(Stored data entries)
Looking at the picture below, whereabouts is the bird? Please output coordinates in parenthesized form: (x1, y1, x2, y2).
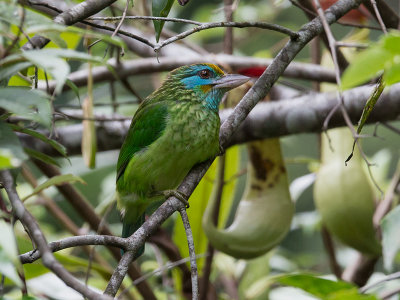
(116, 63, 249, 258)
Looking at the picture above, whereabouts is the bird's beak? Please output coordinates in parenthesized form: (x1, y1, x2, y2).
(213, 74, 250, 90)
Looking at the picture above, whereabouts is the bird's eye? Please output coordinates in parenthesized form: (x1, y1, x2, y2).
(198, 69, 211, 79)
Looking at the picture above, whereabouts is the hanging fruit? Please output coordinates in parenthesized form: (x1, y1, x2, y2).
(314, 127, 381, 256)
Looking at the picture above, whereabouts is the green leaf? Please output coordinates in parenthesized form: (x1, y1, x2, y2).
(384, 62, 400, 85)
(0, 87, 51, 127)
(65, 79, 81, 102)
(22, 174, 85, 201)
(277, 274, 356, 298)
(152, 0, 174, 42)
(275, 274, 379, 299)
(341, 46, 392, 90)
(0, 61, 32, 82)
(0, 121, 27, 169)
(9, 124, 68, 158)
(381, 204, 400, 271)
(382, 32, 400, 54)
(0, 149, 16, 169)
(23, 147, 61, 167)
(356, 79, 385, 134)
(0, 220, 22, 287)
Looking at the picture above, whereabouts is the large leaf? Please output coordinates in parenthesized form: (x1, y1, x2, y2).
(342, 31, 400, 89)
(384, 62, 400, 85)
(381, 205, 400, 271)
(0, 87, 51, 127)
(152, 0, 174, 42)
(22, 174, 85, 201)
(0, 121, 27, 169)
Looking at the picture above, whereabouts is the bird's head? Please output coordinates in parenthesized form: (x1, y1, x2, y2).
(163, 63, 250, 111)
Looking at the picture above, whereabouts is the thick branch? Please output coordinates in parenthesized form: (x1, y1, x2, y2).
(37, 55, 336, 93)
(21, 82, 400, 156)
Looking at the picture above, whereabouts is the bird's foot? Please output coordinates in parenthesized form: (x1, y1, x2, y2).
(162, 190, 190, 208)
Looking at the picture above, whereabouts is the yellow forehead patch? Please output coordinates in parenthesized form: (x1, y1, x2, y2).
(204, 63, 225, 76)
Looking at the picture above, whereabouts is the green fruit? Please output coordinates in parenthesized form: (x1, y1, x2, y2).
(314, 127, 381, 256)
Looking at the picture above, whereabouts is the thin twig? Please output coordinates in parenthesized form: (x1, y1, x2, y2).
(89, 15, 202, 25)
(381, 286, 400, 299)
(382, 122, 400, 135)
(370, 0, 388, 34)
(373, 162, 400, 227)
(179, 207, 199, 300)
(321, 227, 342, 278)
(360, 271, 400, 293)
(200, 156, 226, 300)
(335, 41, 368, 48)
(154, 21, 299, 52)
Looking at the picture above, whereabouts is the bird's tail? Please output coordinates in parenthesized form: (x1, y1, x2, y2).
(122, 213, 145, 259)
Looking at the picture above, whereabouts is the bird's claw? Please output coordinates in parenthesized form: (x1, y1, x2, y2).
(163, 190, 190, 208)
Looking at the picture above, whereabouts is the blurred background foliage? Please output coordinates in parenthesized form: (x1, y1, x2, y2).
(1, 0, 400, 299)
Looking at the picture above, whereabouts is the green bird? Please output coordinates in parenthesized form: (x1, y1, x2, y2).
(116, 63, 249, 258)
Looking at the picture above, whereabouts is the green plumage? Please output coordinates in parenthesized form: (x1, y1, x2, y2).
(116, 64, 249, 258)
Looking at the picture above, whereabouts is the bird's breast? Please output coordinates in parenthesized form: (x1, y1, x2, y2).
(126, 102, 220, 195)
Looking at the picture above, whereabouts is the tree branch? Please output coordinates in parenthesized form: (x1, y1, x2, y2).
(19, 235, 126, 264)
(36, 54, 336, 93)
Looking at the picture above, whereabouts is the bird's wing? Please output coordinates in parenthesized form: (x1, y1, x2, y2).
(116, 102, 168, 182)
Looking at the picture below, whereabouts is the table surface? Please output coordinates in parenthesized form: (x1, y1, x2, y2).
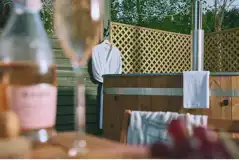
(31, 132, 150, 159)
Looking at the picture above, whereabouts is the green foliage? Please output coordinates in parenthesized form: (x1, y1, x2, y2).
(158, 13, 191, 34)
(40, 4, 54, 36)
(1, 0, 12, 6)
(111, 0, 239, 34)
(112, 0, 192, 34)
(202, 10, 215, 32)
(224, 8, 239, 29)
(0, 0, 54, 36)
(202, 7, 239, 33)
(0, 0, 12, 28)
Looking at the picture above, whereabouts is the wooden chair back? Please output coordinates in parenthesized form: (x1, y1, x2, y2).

* * *

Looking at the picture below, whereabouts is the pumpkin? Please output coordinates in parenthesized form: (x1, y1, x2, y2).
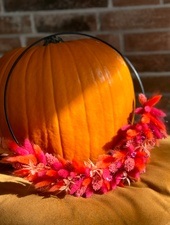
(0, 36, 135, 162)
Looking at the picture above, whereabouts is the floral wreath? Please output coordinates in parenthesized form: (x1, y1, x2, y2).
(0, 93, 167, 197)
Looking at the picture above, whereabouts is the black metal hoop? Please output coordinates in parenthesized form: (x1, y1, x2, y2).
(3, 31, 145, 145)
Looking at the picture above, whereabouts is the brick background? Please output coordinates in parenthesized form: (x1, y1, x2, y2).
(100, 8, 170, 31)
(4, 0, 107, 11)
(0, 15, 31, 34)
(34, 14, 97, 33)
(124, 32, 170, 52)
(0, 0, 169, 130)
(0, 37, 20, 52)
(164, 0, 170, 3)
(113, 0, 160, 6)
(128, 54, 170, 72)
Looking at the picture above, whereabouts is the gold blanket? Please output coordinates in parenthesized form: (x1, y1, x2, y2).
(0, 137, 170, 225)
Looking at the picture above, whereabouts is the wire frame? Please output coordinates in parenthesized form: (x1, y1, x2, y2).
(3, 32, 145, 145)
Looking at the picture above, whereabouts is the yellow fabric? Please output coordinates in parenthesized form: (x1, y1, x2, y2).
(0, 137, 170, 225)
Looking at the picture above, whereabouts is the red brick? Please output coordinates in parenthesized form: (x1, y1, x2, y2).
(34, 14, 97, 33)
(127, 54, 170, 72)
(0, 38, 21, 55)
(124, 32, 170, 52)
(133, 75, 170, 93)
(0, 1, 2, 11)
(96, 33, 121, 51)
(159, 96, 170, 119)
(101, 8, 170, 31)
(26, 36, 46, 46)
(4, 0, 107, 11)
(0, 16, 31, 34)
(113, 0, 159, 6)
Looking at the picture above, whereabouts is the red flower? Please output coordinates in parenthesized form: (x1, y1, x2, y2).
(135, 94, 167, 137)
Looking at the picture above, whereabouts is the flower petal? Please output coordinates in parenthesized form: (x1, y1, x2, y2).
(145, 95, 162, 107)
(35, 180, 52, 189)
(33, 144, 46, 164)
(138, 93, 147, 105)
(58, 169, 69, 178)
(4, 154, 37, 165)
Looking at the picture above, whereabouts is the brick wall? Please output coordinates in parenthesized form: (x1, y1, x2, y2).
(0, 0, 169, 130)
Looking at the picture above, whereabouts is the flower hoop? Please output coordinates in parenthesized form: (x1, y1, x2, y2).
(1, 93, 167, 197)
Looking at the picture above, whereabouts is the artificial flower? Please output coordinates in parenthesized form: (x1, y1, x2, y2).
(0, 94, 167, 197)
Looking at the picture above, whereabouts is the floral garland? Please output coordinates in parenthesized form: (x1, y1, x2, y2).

• **Exercise objective**
Take the records above and return, word for word, only the lines that fall from the line with "Looking at the picture above, whereabouts is the green foliage?" to the line with "Looking at the picture above, whereabouts is the wooden", both of them included.

• **Answer for the task**
Looking at the picture above, whereabouts is the green foliage? Please output coordinates in parenthesized form: (x1, y1, x2, y2).
(158, 13, 191, 34)
(40, 4, 54, 36)
(1, 0, 12, 6)
(111, 0, 239, 34)
(112, 0, 192, 34)
(202, 10, 215, 32)
(224, 8, 239, 29)
(0, 0, 54, 36)
(202, 7, 239, 33)
(0, 0, 12, 28)
Looking at the picture above, whereabouts is the wooden chair back? Please output coordinates in parenthesized form: (x1, y1, x2, y2).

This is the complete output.